§ TEXTE CHOISI:
________

Intervention de Jean-Baptiste Djebbari

Réunion du 8 décembre 2020 à 14h30
Gouvernance et performance des ports maritimes français — Adoption d'une proposition de loi dans le texte de la commission modifié

Jean-Baptiste Djebbari :

« Homme libre, toujours tu chériras la mer ! », tel était le commandement de Charles Baudelaire. Aujourd’hui, chérir la mer exige de chérir les portes qui nous y mènent.

Ces portes, ce sont nos ports. Notre ambition est de les rendre plus forts, tant en matière de gouvernance que de performance. Telle est l’ambition du Gouvernement. C’était hier celle du rédacteur de cette proposition de loi, Michel Vaspart, qui a longtemps siégé sur ces travées. C’est aujourd’hui la vôtre, madame la présidente de la mission d’information, monsieur le rapporteur et monsieur le premier signataire de fait, cher Hervé Maurey.

________

§ Enregistrements d'étiquetage de régions:
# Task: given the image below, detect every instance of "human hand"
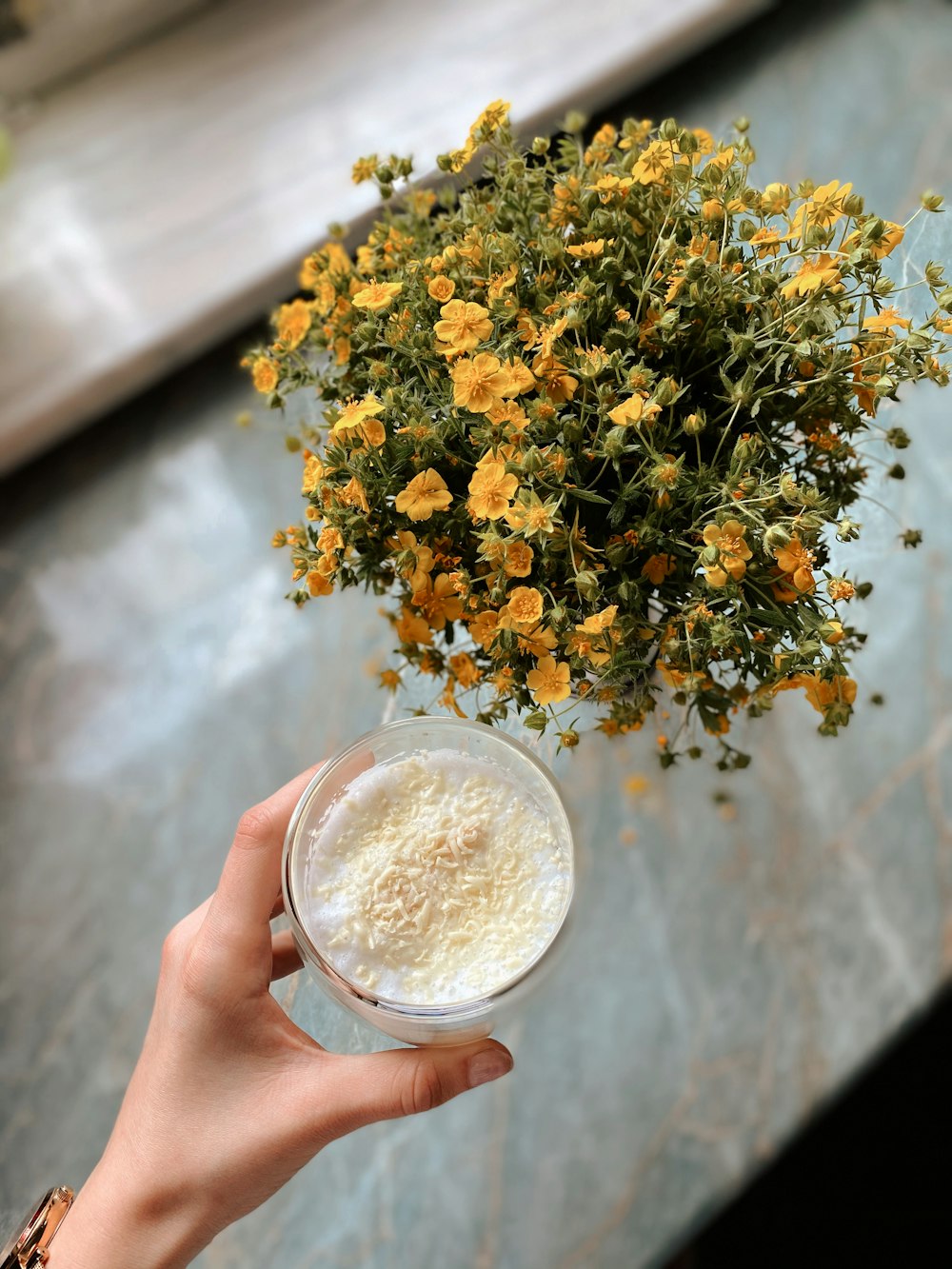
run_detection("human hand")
[50,767,513,1269]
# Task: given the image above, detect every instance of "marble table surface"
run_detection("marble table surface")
[0,0,952,1269]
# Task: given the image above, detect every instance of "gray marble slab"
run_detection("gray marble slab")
[0,0,952,1269]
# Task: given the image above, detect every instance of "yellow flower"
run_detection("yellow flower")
[350,155,378,186]
[588,172,635,203]
[704,521,753,586]
[336,476,370,514]
[575,605,618,635]
[486,264,519,307]
[641,555,675,586]
[793,674,856,713]
[750,225,781,260]
[395,606,433,644]
[773,538,816,595]
[251,357,278,392]
[826,578,856,605]
[869,221,906,260]
[499,586,542,629]
[761,180,791,216]
[330,392,386,446]
[565,239,605,260]
[804,180,853,228]
[274,300,311,351]
[503,357,536,397]
[469,98,511,140]
[387,529,435,590]
[393,467,453,521]
[631,141,678,186]
[863,308,913,330]
[513,625,559,660]
[608,392,662,427]
[426,273,456,305]
[506,491,559,534]
[317,525,344,555]
[450,352,510,414]
[305,568,334,598]
[486,398,529,437]
[412,572,464,631]
[351,278,404,312]
[446,140,476,172]
[781,255,841,300]
[503,542,534,578]
[301,449,324,496]
[526,656,572,705]
[466,454,519,521]
[430,298,492,353]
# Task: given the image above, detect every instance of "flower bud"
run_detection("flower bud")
[682,410,707,437]
[764,525,789,555]
[886,427,911,449]
[575,568,598,599]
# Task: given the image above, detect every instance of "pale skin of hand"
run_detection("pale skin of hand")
[49,767,513,1269]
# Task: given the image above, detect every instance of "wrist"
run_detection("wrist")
[49,1158,218,1269]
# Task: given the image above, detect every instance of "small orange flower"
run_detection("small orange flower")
[351,278,404,312]
[499,586,542,625]
[797,674,856,713]
[251,357,278,392]
[863,308,913,330]
[641,555,675,586]
[430,298,492,353]
[393,467,453,521]
[826,578,856,605]
[450,353,511,414]
[773,538,816,595]
[565,239,605,260]
[704,521,753,586]
[526,656,572,705]
[412,572,464,631]
[466,454,519,521]
[781,255,841,300]
[426,274,456,305]
[608,392,662,427]
[503,542,533,578]
[274,300,311,350]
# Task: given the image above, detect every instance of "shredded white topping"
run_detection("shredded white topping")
[308,750,571,1003]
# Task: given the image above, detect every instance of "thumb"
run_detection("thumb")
[323,1041,513,1137]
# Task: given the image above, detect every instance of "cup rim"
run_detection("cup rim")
[281,716,575,1021]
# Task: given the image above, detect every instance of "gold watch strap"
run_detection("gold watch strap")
[0,1185,72,1269]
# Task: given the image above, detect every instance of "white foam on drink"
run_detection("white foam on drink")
[305,748,571,1006]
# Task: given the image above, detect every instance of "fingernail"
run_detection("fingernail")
[467,1048,513,1089]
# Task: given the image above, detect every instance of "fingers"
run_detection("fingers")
[321,1040,513,1137]
[271,930,301,982]
[206,766,317,953]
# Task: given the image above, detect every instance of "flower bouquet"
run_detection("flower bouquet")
[247,102,952,767]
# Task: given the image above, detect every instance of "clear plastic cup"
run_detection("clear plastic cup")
[282,718,575,1044]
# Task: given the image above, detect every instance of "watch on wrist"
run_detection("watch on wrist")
[0,1185,72,1269]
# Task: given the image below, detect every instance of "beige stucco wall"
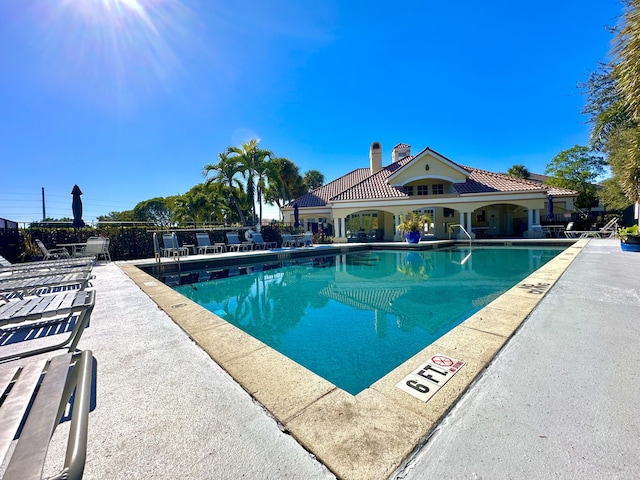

________

§ LISTE DES TÂCHES:
**1.** Reproduisez s'il vous plaît le passage de l'intervention compris entre « Réunion du 8 » et « cher Hervé Maurey. », bornes incluses.
**2.** Indiquez si chacune de ces affirmations concorde avec l'intervention, en répondant par oui ou non et en citant les mots décisifs du texte : (a) la citation d'ouverture est attribuée à Charles Baudelaire ; (b) Michel Vaspart est le rapporteur de la proposition de loi ; (c) la réunion s'est tenue le 8 décembre 2020.
Le listing n'est pas utile ici.

§ RÉPONSES DANS L'ORDRE:
**1.**
Réunion du 8 décembre 2020 à 14h30
Gouvernance et performance des ports maritimes français — Adoption d'une proposition de loi dans le texte de la commission modifié

Jean-Baptiste Djebbari :

« Homme libre, toujours tu chériras la mer ! », tel était le commandement de Charles Baudelaire. Aujourd’hui, chérir la mer exige de chérir les portes qui nous y mènent.

Ces portes, ce sont nos ports. Notre ambition est de les rendre plus forts, tant en matière de gouvernance que de performance. Telle est l’ambition du Gouvernement. C’était hier celle du rédacteur de cette proposition de loi, Michel Vaspart, qui a longtemps siégé sur ces travées. C’est aujourd’hui la vôtre, madame la présidente de la mission d’information, monsieur le rapporteur et monsieur le premier signataire de fait, cher Hervé Maurey.

**2.**
(a) Oui : « tel était le commandement de Charles Baudelaire ».
(b) Non : « C’était hier celle du rédacteur de cette proposition de loi, Michel Vaspart ».
(c) Oui : « Réunion du 8 décembre 2020 à 14h30 ».